**REQUIREMENTS**
Return everything from the line containing "indicate the wooden chair, a" down to the line containing "column 96, row 493" of the data below, reproducing each line without alteration.

**SUPPLIED RECORDS**
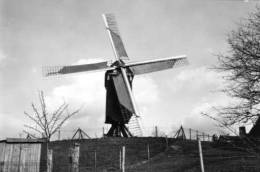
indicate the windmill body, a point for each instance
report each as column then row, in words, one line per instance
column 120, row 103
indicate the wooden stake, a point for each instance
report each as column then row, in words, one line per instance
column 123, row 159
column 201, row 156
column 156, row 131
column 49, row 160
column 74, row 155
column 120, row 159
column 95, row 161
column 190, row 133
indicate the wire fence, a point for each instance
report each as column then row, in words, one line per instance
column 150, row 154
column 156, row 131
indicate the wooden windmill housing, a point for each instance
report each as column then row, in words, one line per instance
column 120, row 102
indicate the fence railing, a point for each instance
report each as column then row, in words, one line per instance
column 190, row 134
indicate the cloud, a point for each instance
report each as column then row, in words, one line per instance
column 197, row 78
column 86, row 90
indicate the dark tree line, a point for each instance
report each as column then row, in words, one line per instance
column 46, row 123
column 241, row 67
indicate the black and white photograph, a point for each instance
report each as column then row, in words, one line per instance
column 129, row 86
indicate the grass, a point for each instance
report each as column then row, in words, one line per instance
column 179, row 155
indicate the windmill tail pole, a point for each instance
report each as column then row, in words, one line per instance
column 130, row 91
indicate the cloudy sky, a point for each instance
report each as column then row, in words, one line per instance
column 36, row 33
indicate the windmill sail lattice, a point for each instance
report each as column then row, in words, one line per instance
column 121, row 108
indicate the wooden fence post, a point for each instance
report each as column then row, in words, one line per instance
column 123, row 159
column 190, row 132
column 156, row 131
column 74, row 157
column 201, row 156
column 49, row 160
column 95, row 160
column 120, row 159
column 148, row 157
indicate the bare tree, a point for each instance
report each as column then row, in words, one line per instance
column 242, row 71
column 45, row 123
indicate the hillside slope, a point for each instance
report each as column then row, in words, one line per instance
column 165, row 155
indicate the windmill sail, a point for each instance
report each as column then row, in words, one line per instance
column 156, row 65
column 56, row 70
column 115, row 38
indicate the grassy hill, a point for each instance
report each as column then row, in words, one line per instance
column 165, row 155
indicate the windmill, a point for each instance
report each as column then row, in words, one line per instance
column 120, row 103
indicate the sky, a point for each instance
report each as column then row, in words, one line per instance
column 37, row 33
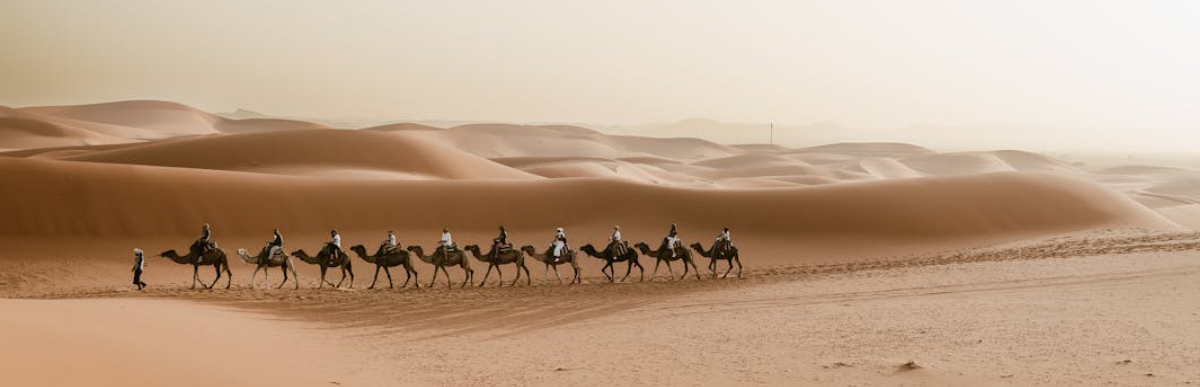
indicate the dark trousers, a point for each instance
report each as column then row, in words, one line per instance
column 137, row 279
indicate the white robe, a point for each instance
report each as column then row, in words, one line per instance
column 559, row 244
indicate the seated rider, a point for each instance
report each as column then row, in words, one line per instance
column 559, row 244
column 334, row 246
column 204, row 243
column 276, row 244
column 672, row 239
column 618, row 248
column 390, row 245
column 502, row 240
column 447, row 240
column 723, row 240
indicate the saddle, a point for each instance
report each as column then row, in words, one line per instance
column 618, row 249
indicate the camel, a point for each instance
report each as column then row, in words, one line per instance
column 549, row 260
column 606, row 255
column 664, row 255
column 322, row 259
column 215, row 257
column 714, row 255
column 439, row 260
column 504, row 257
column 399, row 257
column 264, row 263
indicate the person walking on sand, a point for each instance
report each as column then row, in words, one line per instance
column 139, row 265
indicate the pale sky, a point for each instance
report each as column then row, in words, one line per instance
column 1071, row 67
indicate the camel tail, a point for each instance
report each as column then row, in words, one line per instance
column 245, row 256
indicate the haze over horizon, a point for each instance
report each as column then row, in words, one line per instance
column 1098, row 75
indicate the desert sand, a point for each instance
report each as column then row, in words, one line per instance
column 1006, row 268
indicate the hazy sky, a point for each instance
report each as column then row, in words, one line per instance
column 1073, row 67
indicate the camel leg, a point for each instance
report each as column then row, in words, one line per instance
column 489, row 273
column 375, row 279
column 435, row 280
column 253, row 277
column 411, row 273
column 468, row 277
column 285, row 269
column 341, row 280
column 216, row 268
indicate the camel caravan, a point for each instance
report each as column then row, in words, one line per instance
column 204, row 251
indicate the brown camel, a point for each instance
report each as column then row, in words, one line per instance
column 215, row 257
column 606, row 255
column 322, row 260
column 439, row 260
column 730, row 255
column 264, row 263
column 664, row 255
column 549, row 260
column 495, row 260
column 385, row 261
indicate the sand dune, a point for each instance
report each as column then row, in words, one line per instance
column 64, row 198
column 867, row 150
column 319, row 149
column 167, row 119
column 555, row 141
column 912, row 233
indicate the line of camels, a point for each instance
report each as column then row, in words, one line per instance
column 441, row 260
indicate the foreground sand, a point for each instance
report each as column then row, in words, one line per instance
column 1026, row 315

--

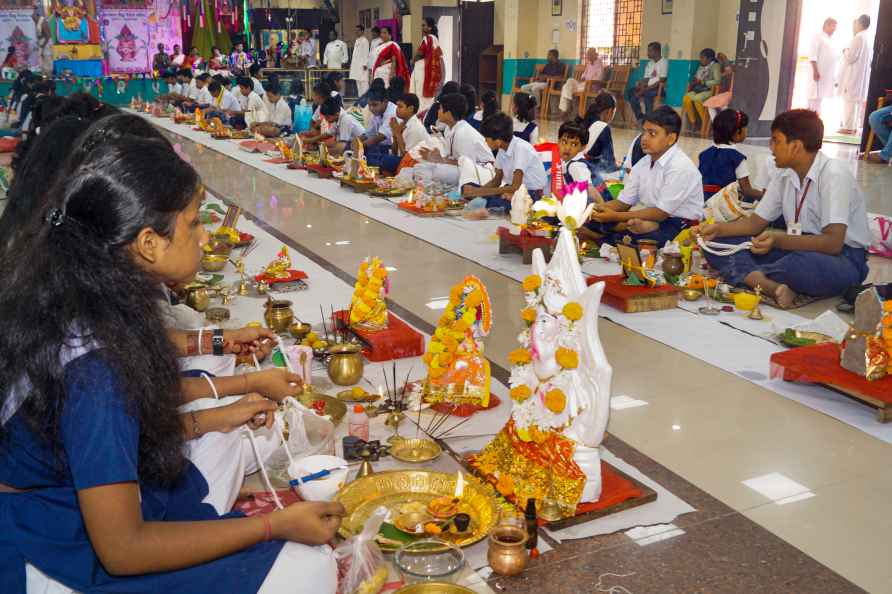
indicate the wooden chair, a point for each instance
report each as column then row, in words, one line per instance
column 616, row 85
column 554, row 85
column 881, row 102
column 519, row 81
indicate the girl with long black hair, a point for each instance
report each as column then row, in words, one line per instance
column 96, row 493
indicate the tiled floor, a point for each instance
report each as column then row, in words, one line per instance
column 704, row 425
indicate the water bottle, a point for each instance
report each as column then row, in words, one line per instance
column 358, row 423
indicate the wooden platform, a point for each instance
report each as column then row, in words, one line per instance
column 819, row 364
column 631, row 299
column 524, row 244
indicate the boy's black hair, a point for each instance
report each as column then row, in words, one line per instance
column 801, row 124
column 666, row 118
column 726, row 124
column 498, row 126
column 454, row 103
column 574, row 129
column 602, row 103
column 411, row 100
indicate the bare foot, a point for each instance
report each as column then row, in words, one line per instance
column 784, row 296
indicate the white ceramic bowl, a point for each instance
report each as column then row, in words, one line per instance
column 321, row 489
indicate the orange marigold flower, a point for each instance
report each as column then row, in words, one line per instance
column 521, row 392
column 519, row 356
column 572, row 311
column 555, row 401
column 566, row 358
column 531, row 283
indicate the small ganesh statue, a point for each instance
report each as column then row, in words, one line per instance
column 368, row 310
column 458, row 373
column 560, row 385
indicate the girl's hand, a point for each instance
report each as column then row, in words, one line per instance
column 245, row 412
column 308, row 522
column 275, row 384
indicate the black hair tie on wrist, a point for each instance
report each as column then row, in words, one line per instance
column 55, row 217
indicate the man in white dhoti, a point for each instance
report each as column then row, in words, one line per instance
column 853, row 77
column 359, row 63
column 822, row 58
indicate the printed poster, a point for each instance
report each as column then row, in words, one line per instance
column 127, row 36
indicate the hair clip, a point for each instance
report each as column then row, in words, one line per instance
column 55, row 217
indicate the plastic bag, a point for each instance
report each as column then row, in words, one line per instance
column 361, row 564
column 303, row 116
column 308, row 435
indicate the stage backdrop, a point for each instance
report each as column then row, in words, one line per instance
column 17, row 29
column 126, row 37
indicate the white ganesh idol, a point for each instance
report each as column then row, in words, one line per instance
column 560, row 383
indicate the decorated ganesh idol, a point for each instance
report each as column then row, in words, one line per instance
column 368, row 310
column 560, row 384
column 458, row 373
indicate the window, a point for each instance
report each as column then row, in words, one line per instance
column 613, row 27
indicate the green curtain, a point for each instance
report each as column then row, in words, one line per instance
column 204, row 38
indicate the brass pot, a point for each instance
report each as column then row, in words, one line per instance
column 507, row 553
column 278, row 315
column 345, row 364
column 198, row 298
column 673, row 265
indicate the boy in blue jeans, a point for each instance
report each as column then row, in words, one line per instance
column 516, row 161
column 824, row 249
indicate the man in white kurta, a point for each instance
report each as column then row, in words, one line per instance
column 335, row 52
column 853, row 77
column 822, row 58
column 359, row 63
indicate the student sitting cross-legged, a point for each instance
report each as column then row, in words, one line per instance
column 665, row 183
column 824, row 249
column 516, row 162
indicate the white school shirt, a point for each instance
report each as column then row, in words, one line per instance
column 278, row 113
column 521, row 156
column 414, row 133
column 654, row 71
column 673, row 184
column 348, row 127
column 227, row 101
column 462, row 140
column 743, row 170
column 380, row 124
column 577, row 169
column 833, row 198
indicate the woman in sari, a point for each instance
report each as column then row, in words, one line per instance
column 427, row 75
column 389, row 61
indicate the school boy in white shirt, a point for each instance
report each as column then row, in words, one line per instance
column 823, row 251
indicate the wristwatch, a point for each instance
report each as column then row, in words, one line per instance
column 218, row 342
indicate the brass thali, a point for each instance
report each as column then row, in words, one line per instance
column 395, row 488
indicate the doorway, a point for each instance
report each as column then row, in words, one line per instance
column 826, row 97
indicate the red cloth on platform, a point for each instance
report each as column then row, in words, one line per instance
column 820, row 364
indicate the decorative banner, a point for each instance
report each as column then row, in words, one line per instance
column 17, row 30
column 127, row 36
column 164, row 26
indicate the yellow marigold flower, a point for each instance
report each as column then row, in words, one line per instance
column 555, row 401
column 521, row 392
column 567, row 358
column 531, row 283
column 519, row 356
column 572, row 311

**RESULT OF THE TASK**
indicate the wooden chair, a point for each instance
report each as column then row, in words, one line per instance
column 616, row 85
column 554, row 85
column 881, row 102
column 519, row 81
indicate the girl with long black hair, a point for each instance
report each as column then row, in words, one line per instance
column 96, row 493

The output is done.